#### Task instructions:
Could you give back the part that opens with the line containing "the white hind" and runs through the end of the lines, swapping "thickest part" for "widest part" and leaving everything else unchanged?

#### Records supplied:
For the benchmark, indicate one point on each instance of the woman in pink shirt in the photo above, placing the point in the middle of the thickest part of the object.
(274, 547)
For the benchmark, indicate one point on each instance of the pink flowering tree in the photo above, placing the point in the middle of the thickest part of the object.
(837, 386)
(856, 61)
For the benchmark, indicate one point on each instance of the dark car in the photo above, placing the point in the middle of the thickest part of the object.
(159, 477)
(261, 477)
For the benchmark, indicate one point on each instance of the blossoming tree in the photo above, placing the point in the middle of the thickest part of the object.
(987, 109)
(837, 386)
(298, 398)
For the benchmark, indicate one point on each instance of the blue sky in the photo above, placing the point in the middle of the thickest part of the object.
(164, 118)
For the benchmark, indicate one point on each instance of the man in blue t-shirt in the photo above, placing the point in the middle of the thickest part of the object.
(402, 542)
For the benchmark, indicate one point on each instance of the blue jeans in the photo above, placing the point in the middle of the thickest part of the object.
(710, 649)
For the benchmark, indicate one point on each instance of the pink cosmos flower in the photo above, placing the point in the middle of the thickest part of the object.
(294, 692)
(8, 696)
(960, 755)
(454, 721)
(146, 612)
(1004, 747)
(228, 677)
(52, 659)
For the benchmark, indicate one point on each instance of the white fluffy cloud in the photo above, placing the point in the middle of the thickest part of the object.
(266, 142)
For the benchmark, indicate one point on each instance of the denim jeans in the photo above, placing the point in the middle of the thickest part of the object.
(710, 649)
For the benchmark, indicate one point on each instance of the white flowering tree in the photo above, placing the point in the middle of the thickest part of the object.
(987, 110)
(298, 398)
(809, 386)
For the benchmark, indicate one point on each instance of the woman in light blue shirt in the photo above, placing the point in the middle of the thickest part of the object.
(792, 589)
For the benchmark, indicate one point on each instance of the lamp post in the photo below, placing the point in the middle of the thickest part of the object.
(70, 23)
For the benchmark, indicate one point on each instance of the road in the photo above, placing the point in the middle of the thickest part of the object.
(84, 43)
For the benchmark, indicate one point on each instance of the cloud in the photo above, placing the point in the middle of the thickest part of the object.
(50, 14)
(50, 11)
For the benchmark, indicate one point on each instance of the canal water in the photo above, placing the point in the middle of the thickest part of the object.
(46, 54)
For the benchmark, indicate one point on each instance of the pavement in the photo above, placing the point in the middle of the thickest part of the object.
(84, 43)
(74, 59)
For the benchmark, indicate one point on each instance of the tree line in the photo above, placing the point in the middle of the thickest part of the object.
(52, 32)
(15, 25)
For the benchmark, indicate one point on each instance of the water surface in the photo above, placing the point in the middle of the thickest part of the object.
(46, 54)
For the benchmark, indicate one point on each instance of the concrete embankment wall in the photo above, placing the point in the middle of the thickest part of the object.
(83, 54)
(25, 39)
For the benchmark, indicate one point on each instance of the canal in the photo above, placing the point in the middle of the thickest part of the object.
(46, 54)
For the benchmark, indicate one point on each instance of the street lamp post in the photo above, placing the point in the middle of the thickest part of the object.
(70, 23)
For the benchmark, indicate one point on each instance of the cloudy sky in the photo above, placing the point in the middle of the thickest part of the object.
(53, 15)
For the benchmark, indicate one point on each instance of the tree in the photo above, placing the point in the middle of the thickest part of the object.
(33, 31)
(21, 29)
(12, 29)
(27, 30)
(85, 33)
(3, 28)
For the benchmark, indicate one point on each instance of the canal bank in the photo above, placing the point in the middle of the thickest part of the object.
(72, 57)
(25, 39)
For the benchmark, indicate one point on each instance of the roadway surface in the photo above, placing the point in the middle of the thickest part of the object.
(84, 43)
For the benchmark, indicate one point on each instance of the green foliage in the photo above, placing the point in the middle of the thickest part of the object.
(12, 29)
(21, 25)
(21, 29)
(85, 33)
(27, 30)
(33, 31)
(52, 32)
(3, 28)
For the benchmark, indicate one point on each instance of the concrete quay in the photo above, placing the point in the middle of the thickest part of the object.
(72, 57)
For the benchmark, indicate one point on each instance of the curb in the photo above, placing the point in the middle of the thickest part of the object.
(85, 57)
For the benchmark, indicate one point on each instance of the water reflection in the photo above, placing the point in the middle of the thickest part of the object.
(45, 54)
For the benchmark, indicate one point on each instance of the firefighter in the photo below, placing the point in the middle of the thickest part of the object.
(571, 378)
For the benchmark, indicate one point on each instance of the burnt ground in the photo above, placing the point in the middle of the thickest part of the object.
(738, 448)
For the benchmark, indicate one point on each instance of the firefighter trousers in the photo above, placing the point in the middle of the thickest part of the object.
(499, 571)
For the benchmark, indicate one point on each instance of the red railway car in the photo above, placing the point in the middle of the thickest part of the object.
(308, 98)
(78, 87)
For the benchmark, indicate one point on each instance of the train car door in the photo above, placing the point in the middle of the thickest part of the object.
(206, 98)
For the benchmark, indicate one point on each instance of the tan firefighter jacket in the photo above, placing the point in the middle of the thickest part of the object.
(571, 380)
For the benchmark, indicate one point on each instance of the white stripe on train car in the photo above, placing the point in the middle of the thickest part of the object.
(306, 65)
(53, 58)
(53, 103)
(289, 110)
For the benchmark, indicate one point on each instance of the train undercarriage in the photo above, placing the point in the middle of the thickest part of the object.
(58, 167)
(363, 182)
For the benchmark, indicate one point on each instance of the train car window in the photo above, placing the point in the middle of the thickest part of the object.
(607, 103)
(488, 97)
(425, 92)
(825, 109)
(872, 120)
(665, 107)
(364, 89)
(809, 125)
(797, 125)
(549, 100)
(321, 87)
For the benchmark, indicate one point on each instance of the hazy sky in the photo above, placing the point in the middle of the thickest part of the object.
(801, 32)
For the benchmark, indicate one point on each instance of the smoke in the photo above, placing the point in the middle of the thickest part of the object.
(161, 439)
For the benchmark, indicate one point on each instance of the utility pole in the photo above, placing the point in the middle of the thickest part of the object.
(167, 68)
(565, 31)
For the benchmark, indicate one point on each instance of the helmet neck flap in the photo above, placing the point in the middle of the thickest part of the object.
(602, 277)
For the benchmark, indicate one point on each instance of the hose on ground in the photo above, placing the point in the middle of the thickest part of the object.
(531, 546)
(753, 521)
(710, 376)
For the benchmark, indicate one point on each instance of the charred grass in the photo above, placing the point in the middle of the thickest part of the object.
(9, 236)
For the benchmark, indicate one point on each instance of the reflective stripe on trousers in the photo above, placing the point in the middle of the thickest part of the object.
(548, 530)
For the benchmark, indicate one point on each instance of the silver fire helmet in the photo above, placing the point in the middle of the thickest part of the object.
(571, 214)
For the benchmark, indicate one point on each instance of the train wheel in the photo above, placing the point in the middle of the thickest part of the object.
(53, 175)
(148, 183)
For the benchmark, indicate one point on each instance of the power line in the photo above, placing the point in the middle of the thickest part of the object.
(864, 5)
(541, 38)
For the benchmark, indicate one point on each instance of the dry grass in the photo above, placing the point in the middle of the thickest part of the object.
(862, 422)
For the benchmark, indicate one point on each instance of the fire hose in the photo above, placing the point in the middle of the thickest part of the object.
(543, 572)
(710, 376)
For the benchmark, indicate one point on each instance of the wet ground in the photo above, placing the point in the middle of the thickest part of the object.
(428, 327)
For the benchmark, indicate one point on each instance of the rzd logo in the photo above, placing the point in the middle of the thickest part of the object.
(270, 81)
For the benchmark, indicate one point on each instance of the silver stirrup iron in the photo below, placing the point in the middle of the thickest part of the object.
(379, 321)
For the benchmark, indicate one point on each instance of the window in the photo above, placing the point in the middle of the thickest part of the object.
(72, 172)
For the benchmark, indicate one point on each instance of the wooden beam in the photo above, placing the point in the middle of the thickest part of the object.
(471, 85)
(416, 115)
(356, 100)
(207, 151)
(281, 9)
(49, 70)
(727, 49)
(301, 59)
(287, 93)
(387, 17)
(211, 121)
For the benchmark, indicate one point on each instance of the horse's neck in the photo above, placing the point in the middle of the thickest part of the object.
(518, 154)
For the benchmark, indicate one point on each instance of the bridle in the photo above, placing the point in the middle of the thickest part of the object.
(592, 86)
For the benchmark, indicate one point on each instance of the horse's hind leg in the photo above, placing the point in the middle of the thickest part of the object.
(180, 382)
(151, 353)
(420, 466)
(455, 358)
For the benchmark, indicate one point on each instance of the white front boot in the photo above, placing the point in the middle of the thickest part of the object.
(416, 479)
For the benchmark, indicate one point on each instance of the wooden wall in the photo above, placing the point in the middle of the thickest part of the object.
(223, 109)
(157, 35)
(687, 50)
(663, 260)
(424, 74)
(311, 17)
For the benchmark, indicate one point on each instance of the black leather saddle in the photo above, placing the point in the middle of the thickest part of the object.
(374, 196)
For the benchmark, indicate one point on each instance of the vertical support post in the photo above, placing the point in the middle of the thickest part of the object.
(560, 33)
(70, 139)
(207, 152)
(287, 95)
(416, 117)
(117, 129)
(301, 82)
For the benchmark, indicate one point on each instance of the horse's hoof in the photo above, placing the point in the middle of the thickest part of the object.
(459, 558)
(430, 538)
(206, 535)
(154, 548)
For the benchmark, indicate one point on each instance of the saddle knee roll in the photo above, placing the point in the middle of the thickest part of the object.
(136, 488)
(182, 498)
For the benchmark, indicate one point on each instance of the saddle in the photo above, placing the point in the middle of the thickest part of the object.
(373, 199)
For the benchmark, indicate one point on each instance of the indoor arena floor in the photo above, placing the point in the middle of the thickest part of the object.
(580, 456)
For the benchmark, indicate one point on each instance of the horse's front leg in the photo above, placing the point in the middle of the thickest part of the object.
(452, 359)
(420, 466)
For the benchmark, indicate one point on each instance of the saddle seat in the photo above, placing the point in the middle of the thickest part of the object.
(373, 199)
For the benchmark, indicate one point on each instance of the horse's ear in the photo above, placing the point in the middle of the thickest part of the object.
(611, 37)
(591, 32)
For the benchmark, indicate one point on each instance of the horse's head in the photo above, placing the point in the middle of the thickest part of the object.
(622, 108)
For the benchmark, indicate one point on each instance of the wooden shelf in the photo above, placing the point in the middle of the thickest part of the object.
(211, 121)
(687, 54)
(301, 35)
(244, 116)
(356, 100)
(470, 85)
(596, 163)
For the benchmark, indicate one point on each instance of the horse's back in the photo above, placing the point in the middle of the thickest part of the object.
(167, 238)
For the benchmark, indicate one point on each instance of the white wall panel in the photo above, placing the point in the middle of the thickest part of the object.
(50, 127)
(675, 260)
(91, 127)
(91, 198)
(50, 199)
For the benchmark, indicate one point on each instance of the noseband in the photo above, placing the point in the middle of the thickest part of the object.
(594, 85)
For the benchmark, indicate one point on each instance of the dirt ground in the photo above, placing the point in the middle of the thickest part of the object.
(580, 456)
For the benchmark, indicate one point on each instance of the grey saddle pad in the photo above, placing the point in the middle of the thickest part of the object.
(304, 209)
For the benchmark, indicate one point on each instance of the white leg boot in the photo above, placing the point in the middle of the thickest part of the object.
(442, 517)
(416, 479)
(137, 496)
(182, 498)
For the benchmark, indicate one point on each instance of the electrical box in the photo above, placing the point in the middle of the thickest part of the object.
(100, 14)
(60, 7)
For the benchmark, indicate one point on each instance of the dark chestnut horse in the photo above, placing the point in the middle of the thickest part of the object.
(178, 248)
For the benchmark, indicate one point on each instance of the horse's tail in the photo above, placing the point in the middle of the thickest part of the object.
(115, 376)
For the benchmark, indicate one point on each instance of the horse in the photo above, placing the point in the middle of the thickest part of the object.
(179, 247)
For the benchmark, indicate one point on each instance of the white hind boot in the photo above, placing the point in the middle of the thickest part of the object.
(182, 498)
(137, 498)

#### Exercise answer:
For the benchmark, indicate one point on each instance of the white hind boot in the photo above, placing the point in the middle of the widest part of the object.
(182, 498)
(137, 498)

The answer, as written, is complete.